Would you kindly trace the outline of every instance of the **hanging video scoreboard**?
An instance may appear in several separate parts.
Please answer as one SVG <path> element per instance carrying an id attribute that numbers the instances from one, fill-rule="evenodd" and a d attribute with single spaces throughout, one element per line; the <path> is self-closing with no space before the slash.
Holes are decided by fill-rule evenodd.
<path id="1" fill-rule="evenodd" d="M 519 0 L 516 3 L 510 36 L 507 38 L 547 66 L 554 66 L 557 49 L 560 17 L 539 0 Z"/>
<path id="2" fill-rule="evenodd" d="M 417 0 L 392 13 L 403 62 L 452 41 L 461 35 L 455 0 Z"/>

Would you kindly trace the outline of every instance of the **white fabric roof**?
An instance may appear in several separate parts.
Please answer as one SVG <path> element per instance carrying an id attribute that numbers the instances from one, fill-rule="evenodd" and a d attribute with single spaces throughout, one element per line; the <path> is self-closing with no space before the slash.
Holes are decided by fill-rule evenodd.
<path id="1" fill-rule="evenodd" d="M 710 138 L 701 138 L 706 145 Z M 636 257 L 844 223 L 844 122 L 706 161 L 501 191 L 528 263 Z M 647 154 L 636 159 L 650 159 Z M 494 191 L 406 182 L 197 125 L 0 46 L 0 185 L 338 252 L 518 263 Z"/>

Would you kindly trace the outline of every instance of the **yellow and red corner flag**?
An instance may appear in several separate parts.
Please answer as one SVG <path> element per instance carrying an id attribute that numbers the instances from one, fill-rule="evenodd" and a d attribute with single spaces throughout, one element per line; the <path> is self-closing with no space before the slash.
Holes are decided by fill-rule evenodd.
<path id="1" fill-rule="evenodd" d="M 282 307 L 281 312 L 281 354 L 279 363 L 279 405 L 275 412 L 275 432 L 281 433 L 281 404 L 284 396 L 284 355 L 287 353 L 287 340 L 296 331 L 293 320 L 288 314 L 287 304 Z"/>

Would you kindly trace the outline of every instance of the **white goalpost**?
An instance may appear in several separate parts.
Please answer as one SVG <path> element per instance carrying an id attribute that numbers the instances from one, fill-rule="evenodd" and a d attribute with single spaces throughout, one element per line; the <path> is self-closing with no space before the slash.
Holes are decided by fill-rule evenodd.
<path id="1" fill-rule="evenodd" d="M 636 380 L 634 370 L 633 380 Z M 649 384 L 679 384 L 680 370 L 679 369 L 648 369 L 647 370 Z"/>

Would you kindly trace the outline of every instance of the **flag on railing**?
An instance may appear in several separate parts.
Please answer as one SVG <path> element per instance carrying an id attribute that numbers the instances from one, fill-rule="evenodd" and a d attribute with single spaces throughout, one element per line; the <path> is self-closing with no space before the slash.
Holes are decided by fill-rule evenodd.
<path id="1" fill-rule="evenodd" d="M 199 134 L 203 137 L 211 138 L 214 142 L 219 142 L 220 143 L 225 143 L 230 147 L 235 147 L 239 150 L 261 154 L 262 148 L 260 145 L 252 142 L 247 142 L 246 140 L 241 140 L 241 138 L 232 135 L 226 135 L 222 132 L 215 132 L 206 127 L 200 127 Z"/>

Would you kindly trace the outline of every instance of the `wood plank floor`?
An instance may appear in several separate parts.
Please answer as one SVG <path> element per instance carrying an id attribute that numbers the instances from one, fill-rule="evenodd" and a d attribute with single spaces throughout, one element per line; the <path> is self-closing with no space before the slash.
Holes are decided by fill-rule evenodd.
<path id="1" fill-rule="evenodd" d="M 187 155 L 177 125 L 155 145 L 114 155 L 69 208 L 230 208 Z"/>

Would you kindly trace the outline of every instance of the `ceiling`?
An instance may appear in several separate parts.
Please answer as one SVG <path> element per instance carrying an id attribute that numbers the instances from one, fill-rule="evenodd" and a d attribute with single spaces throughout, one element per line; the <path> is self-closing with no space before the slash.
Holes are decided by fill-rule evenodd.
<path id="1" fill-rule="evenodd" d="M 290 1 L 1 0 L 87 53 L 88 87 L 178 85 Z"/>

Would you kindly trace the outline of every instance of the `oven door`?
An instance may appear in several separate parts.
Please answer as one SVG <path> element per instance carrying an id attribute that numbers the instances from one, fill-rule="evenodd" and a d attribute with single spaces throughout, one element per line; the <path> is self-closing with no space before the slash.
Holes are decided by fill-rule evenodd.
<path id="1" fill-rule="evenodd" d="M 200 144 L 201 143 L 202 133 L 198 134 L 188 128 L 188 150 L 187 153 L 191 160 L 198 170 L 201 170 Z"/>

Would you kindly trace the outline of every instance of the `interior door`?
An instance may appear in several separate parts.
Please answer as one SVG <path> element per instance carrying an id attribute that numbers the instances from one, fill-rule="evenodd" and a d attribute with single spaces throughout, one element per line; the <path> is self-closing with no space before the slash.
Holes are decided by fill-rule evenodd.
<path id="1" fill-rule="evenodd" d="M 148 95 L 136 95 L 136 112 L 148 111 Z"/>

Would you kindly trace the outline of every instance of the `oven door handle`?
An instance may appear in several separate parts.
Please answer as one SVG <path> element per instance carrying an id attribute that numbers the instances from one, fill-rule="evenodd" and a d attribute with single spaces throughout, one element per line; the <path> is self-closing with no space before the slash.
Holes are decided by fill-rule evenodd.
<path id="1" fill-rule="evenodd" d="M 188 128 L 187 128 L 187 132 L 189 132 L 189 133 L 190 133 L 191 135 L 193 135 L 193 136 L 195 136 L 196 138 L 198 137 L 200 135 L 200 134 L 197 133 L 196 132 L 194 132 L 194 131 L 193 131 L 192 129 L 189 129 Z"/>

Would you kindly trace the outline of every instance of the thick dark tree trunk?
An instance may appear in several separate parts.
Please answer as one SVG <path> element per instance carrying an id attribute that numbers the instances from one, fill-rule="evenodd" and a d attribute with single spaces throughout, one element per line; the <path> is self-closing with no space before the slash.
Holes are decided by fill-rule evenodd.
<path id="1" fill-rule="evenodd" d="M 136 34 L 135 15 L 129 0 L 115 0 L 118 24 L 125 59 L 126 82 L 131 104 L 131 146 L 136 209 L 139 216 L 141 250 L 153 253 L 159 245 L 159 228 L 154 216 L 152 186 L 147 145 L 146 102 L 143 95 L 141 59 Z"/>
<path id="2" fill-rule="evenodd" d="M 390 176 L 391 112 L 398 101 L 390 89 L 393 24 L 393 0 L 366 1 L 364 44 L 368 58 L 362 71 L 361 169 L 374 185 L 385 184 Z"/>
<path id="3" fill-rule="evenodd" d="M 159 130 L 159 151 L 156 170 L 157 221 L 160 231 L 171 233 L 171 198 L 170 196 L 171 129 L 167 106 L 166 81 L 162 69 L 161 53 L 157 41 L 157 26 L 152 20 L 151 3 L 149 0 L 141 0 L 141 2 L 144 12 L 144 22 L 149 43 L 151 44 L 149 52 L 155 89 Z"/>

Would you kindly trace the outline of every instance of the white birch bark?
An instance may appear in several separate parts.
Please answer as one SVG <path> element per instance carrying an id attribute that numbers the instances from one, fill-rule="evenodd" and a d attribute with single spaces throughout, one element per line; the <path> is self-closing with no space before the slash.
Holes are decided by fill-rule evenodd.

▶ **Exercise goal**
Write the lines out verbatim, from the one with "white birch bark?" through the last line of the entries, and stop there.

▶ **Task result**
Would you kindly trace the outline of every instance of the white birch bark?
An instance may appear in several separate parts.
Please answer as one SVG <path> element per instance carrying an id attribute that numbers the instances from one, fill-rule="evenodd" and a d attribute with single spaces throughout, one element per line; the <path> is self-closing with no space before the slash.
Holes are decided by fill-rule evenodd.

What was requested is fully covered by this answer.